The structure was resolved by the molecular-replacement technique using the Phaser program with rigid-body refinement option (McCoy, 2007). X-ray diffraction data from 10 to 2.5 Å resolution were used in this step. The X-ray structure of monomer A only of ligand-free StUPh at 1.76 Å resolution (Timofeev et al., 2007; PDB code 2oxf) was utilized as a search model. Water molecules were removed from the model. Six full homohexamer molecules were found in the unit cell. The Matthews coefficient (Matthews, 1968) was 2.27 Å3 Da−1 and the solvent content was 45.85% (Table 1). Only one solution was evident, with an R factor of 37.64% and a correlation coefficient R corr of 76.95%.

# AVAILABLE DATA
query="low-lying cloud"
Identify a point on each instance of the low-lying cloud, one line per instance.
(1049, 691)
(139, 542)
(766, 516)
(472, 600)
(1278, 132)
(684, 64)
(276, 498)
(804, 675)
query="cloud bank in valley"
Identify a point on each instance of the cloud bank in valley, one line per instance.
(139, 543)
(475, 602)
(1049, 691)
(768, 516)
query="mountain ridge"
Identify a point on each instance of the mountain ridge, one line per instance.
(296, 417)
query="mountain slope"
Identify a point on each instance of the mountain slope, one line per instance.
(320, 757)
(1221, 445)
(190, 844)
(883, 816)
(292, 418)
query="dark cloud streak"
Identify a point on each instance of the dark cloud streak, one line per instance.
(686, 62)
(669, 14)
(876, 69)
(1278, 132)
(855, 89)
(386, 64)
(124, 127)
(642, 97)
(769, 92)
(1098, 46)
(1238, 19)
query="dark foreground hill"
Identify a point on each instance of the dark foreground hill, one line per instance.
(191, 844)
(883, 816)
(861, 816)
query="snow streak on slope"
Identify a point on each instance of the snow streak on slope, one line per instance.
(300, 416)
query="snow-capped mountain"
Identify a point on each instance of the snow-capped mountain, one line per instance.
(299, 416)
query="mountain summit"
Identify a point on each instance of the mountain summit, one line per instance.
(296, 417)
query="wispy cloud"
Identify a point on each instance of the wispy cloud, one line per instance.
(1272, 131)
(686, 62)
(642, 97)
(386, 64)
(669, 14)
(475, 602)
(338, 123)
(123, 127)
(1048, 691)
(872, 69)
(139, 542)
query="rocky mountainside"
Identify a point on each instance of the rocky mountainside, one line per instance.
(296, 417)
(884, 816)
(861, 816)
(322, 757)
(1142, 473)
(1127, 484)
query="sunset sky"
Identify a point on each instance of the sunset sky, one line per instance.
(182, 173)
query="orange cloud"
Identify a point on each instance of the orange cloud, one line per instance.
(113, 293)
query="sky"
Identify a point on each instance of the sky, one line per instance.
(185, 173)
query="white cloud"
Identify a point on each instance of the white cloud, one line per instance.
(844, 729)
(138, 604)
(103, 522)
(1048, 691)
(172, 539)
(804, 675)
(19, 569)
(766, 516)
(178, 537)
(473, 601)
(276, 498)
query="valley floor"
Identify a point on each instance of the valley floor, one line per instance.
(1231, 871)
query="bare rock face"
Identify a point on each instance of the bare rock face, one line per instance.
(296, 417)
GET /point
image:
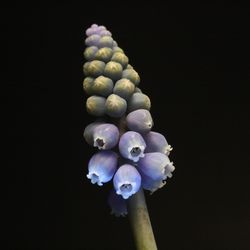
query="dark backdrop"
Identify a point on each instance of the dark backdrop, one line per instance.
(194, 64)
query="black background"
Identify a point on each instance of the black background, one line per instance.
(194, 64)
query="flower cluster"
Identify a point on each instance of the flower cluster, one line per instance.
(137, 157)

# THE PROBLEM
In the structure-solution passage, what was the Matthews coefficient?

# TASK RESULT
2.27 Å3 Da−1